I have a great example of someone that what capable of living in the NOW. I have lived overseas in three different countries and continents, but the biggest lessons that I ever received was that of living in Brazil. It is a country of serious poverty, real political corruption and painfully slow technical progression. People built "towns" or favellas up against public land with whatever they could pinch or drag out of a rubbish bin at a construction site. Raw sewage ran under these "towns", one extension cord would be be the electrical to power an entire row of thirty of more of these shacks. Children from the favellas could go into the main market and beg money for drugs or drink for their parents and try to get some scraps of food. I lived in a tiny city and taught English at a Sadia (much like Tyson Foods). I was particular to one little boy that would frequent a place where I would buy a bottle of diet coke (it was an ice cream shop). I would give him a couple of "Brazilian dollars" or reais Unidade Real de Valor, buy him an ice cream and he would watch whatever soccer game was on the telly for about 10 minutes, smile, laugh, clap and move on to the next shop. This little boy, no more than eight, lived for the moment. He enjoyed his moments. He also has some sort of physical deformity. He managed to take himself out of whatever circumstances and live in the moment that he was happy, regardless of whether or not he was beaten or abused in the favella.
# # #
§ Tasks to complete
1) Answer these from the passage on living in Brazil:
(a) In which country did the writer receive the biggest lessons?
(b) Where did the writer teach English?
(c) For about how long would the boy watch the soccer game on the telly?
2) Write the next paragraph of the passage on living in Brazil, picking up after its final sentence.
The items after this passage are separate material.

§ Records shown
# # #
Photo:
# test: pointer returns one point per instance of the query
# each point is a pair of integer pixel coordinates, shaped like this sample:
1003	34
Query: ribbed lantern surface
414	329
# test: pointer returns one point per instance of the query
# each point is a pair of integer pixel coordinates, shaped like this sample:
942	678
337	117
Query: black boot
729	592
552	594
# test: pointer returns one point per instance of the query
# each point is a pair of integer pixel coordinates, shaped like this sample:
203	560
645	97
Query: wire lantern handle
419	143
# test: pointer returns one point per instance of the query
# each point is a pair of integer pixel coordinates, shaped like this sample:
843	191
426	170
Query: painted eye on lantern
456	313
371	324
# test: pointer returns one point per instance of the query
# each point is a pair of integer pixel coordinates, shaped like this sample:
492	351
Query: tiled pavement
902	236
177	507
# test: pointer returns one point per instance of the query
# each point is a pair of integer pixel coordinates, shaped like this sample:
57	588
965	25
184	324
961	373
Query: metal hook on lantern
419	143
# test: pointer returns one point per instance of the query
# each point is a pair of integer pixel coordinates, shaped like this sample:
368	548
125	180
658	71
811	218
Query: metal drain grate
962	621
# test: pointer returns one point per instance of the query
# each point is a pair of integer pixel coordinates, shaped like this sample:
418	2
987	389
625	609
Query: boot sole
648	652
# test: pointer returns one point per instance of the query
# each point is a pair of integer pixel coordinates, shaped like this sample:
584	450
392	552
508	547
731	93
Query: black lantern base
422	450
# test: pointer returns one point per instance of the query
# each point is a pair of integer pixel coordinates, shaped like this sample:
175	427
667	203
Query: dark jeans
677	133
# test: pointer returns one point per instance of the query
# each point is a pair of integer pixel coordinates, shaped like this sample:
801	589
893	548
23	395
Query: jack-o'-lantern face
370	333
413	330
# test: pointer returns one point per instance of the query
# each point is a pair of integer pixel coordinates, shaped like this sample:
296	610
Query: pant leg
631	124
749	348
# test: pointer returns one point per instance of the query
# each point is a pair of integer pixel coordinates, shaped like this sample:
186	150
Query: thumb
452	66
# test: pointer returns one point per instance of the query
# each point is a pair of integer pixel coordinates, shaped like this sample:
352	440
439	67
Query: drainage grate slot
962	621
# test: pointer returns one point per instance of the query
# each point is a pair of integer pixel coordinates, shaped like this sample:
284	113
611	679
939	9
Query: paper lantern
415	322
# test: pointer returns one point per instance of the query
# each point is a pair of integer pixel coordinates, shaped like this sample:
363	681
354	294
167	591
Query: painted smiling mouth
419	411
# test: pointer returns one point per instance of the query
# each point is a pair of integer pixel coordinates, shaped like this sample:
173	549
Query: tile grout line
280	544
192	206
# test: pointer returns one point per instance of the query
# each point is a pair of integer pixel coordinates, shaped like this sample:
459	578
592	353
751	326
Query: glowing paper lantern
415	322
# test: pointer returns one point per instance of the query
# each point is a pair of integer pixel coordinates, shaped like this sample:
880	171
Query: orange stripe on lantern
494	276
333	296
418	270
# # #
§ Responses per task
1)
(a) Brazil
(b) At a Sadia
(c) About 10 minutes

2)
Without me becoming too preaching, I would invite everyone to live life to the fullest in every way and in every day. Most of us don't live like my little Brazilian friend. In fact, anyone that can read this probably has nothing like his circumstances. Yet many of us cannot get out of our own circumstances and enjoy a football game with a bit of ice cream and live in the moment.

I would invite one to consider these things everyday when waking:

  • Be joyful. You have potable water! (Drinkable water-even in your toilet)
  • Loving people is more than just words. It's being grateful for them and appreciating them for who they are and allowing them to live a life that they chose.
  • No point in being critical of other people, circumstances or issues. If  it doesn't please you to go there in your mind....then DON'T.
  • Smiling is contagious, so spread that instead of the flu.
  • It is what I have not done that I regret. Leave not regrets in your life.
  • Don't wait around for circumstances to change.
  • Treat each moment and day with the ultimate respect.
  • Don't expect people to change your happiness. Be happy with whatever merger things you have. Because very easily, you could have less.
  • Be grateful for where you were born and the circumstances to it. I aways say that I am grateful that as a woman I can be educated the same as a man and work in the same profession. Honestly more than half of the world would not accept that.

The more happy and grateful one can be the more one can bring more of the same into one's life.